### Page
+ + + +
I received a submission to our blog,
Documenting Democracy, this morning from a fellow Virginian who is studying at the University of Edinburgh in Scotland. It's a passionate piece on her many frustrating experiences trying to answer tough questions about Bush and his support among her international friends. The PIPA report showing that so many Bush supporters think he has global support was the straw that broke the camel's back for her. She asked that I spread her submission far and wide and especially see that it gets to thinking Republicans who might not yet grasp the scope of what is at stake.
This is the specific link for the full piece:
http://www.documenting-democracy.org/archives/2004/10/voting_in_ameri.html
It's a long piece, so I'll just quote the first part of it below the fold:
I had only been in Britain a couple of weeks before I was confronted with the question that would become a recurrent theme for my first year here. "Why do Americans vote for him? I mean-I don't want to offend you. We know Americans aren't stupid. But why can't they see through him? Are they naive?" An Austrian woman voiced the question while several others-among them British, Norwegian, Belgian, Finnish, and Korean-gathered around to listen, nodding in agreement.
+ + + +
### Dataset section
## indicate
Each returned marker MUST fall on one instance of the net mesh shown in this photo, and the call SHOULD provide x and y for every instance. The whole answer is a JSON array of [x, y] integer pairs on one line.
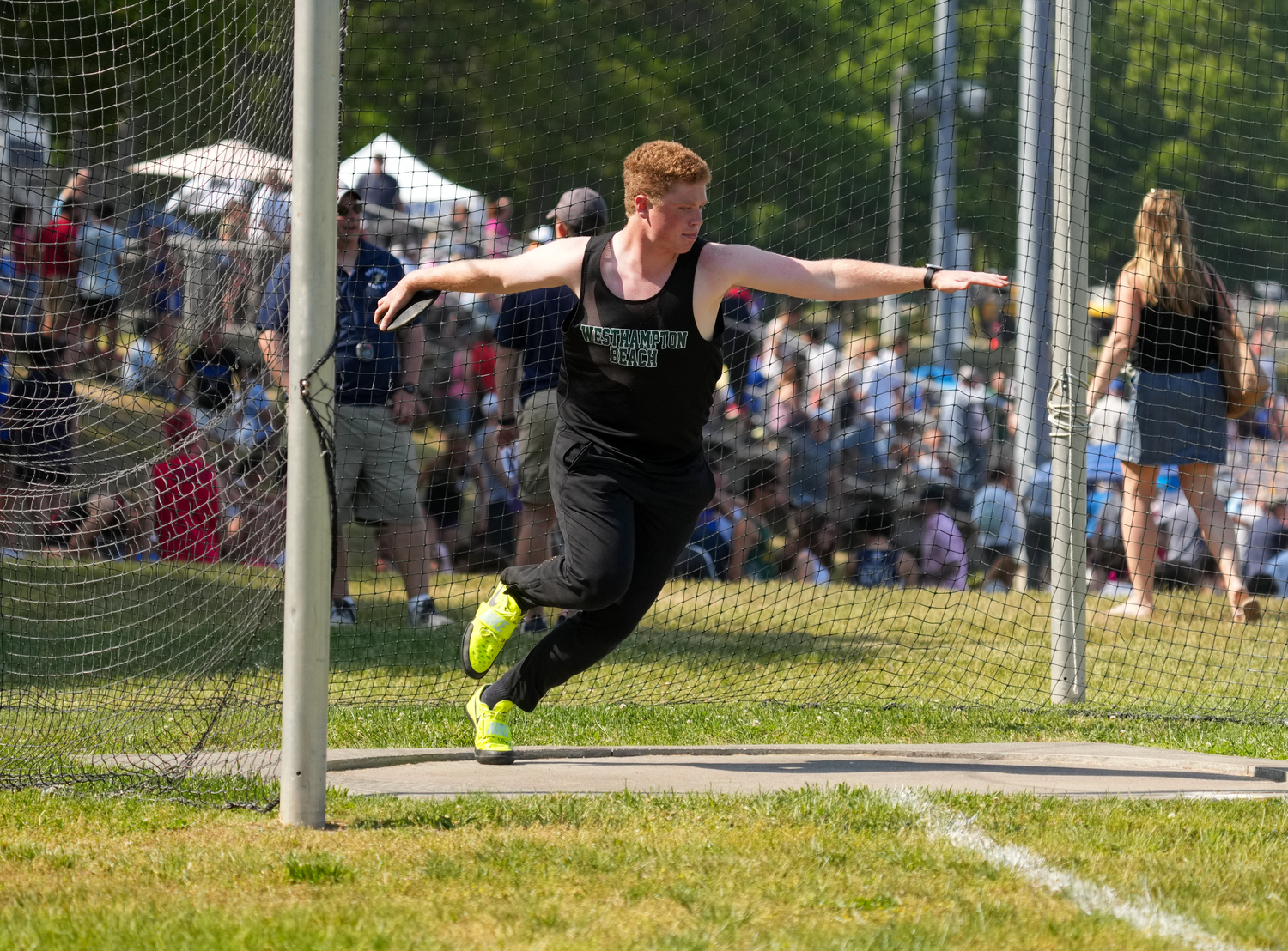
[[881, 528]]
+ + + +
### Your tasks
1. Condense the paragraph in the post above that begins "I had only been in Britain" into a shorter version that keeps its main facts.
2. Give back, word for word, the stretch of the post above from "I received a" through "is at stake.".

### Answers in order
1. A couple of weeks after arriving in Britain, the writer first heard a question that would recur throughout the first year there. An Austrian woman asked why Americans vote for him. She said Americans aren't stupid, yet asked why they can't see through him and whether they are naive. Several others, among them British, Norwegian, Belgian, Finnish, and Korean people, gathered to listen and nodded in agreement.

2.
I received a submission to our blog,
Documenting Democracy, this morning from a fellow Virginian who is studying at the University of Edinburgh in Scotland. It's a passionate piece on her many frustrating experiences trying to answer tough questions about Bush and his support among her international friends. The PIPA report showing that so many Bush supporters think he has global support was the straw that broke the camel's back for her. She asked that I spread her submission far and wide and especially see that it gets to thinking Republicans who might not yet grasp the scope of what is at stake.